---------- TASK INPUT ----------

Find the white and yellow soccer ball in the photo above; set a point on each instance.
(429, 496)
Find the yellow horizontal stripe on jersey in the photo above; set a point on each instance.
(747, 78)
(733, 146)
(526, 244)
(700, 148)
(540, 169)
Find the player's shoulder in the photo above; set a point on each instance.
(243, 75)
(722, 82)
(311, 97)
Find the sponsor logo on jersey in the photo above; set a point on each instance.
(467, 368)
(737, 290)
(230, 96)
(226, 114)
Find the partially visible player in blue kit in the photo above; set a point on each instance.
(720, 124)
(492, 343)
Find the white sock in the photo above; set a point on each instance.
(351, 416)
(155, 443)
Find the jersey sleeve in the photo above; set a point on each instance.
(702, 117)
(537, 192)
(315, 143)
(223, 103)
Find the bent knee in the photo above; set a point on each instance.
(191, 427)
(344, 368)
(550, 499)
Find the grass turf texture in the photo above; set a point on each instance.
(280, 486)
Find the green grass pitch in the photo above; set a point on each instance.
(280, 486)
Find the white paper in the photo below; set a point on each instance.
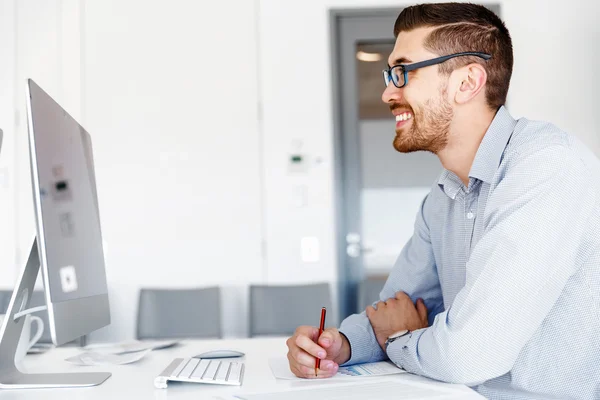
(381, 390)
(130, 347)
(281, 370)
(95, 358)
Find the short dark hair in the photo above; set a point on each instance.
(465, 27)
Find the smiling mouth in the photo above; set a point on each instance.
(403, 118)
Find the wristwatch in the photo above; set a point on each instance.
(395, 336)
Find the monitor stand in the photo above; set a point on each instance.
(10, 333)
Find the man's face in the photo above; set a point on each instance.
(422, 109)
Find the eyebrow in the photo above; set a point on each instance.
(402, 60)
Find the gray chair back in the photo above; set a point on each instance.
(369, 290)
(279, 310)
(179, 313)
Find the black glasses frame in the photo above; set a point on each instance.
(388, 74)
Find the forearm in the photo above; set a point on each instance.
(362, 344)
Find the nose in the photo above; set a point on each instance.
(391, 94)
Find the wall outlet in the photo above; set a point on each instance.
(309, 249)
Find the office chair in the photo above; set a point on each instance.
(179, 313)
(279, 310)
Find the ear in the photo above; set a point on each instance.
(471, 81)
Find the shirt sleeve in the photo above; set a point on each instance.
(516, 273)
(414, 273)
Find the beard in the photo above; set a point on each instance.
(429, 129)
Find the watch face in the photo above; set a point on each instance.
(398, 334)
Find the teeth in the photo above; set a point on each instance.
(403, 117)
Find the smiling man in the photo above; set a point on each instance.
(499, 286)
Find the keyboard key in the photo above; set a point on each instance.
(211, 371)
(197, 374)
(222, 372)
(179, 368)
(189, 368)
(235, 372)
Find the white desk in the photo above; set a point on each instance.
(136, 381)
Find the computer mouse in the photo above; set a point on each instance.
(220, 354)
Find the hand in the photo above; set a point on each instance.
(395, 315)
(332, 348)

----------

WHAT IS BEING ASKED: Rewrite all the lines above, changing each "set a point on each instance" to "mark every instance with a point" and keeping everything else the same. Leave the pictures out.

ANSWER:
Find the white and yellow soccer ball in the photo above; mark every instance with a point.
(429, 496)
Find the yellow horizontal stripe on jersey in the photo above; mark every instance with a point.
(747, 78)
(733, 146)
(526, 244)
(700, 148)
(540, 169)
Find the player's shoulder in the photo above; mark every instance with a point.
(243, 75)
(722, 82)
(311, 97)
Find the sponsor logo on jersey in the photo above; mark every instance with a point.
(467, 368)
(737, 290)
(230, 96)
(226, 114)
Find the partially visible player in blue kit in the photo above; mark every instance with a point.
(720, 124)
(492, 343)
Find the white sock in the photo above; mark every instance with a point.
(351, 416)
(155, 443)
Find the jersey sleeve in the photo above; mark every instance with a point.
(702, 117)
(537, 192)
(315, 143)
(223, 103)
Find the bent knee in the photo above; mark every instance with a point.
(191, 427)
(344, 368)
(550, 499)
Find the grass turf texture in the photo above; mark every instance with a point.
(280, 486)
Find the green grass pitch in the photo above; mark every instance with a point.
(280, 486)
Find the white paper in the photo below; mark every instance with a point.
(381, 390)
(130, 347)
(281, 370)
(95, 358)
Find the short dark hair in the photo above; mark every instance with a point.
(465, 27)
Find the smiling mouth in the photo above; mark every instance with a point.
(403, 118)
Find the wristwatch in the photo above; mark every instance with a point.
(395, 336)
Find the monitor stand in the photo above; mark every instance with a point.
(10, 333)
Find the man's face in the photo above; mark every instance with a point.
(422, 109)
Find the eyebrow in the photo above; mark every instance with a point.
(402, 60)
Find the gray chair back in the photo above; mark every instance with a point.
(369, 290)
(279, 310)
(179, 313)
Find the black glasses frame in the photo above; mark every instance with a point.
(388, 74)
Find the forearm in the photo above; mark every instance with a point.
(362, 344)
Find the nose in the photo above; mark every instance with a point.
(391, 94)
Find the wall outlet in the photo above; mark every instance with a point.
(309, 249)
Find the office chair in the photo above; mark every instance with a point.
(179, 313)
(279, 310)
Find the ear in the photo above; mark every instance with a point.
(471, 81)
Find the shirt sleeve in the photo above; mark every instance with a point.
(516, 273)
(414, 273)
Find the beard in the photo above; mark every instance with a point.
(429, 129)
Find the watch face in the photo above; mark every instance with a point.
(398, 334)
Find the teeth in the photo above; mark every instance with a point.
(403, 117)
Find the smiling man in the photo above; mark every instance with a point.
(499, 286)
Find the keyboard key in the photo above; mark every instance with a point.
(211, 371)
(197, 374)
(222, 372)
(179, 368)
(189, 368)
(235, 372)
Find the white desk in the photo above; mark every instance with a point.
(136, 381)
Find the computer mouse in the photo above; mark every instance with a point.
(220, 354)
Find the hand in the photo above; mark every instance with a point.
(395, 315)
(332, 348)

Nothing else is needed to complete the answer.